> **Teks yang Diberikan**:
Konselor : Rara
Klien : Siska
Siska : (tok.. tok.. tok..) “Assalamu’alaikum....”
Rara : “Wa’alaikumussalam warahmatullah, silakan
masuk mbak.” (membuka pintu, berjabat tangan, lalu dengan ramah mempersilakan
duduk)
Rara : “Wah, saya senang sekali dapat bertemu
dengan anda. Bagaimana kabar anda hari ini?” (attending, ramah, senyum, kontak
mata.)
Siska : “Alhmdulillah baik mbak.” (datar dan
terlihat murung)
Rara : “Anda terlihat murung. Apakah anda sedang
ada sesuatu yang ingin kita bicarakan sekarang?” (refleksi perasaan)
Siska : (Hanya mengangguk dan menatap ke bawah)
Rara : “Nampaknya anda mempunyai beban yang saat
berat saat ini. Benarkah begitu mbak?” (refleksi perasaan, klarifikasi,
bertanya terbuka)
Siska : :Iya mbak, benar.” (masih merunduk)

> **Bahan yang Diberikan**:

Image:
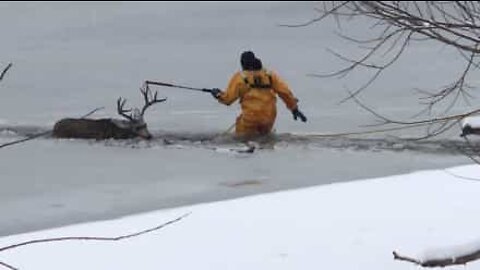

> **Soal Latihan 1**:
Tuliskan kembali bagian dari teks dialog konseling, mulai dari "Konselor : Rara" sampai ke "menatap ke bawah)".
> **Soal Latihan 2**:
Lanjutkan teks dialog konseling antara Rara dan Siska, dimulai setelah kalimat terakhir yang ditampilkan.

> **Jawaban 1**:
Konselor : Rara
Klien : Siska
Siska : (tok.. tok.. tok..) “Assalamu’alaikum....”
Rara : “Wa’alaikumussalam warahmatullah, silakan
masuk mbak.” (membuka pintu, berjabat tangan, lalu dengan ramah mempersilakan
duduk)
Rara : “Wah, saya senang sekali dapat bertemu
dengan anda. Bagaimana kabar anda hari ini?” (attending, ramah, senyum, kontak
mata.)
Siska : “Alhmdulillah baik mbak.” (datar dan
terlihat murung)
Rara : “Anda terlihat murung. Apakah anda sedang
ada sesuatu yang ingin kita bicarakan sekarang?” (refleksi perasaan)
Siska : (Hanya mengangguk dan menatap ke bawah)

> **Jawaban 2**:
Rara : “Kalau boleh saya tahu beban berat apa
yang anda fikirkan saat ini?”
Siska : (menunduk) “Saya bingung mbak..”
Rara : (mengangguk) “Bisakah anda menjelaskan
lebih lanjut apa yang membuat anda bingung saat ini?”
Siska : “Saya merasa benci dengan orang tua saya
mbak.. tapi ..” (menatap konselor)
Rara : “Iya.. lalu..” (dorongan minimal)
Siska : “Saya ingin menetralisir kebencian saya
mbak. Tapi tidak bisa mbak..”
Rara : “Apa yang membuat anda mempunyai perasaan
benci kepada orang tua anda sehingga anda tidak bisa menetralisirnya?”
(eksplorasi perasaan)
Siska : “Saya tidak dianggap anak kandung sendiri
oleh kedua orang tua saya.”
Rara : “Oh.. begitu.. bisakah anda menceritakan
kepada saya bagaimana gambaran sikap orang tua anda yang tidak menganggap anda
sebagai anak kandung?” (mengarahkan, directing)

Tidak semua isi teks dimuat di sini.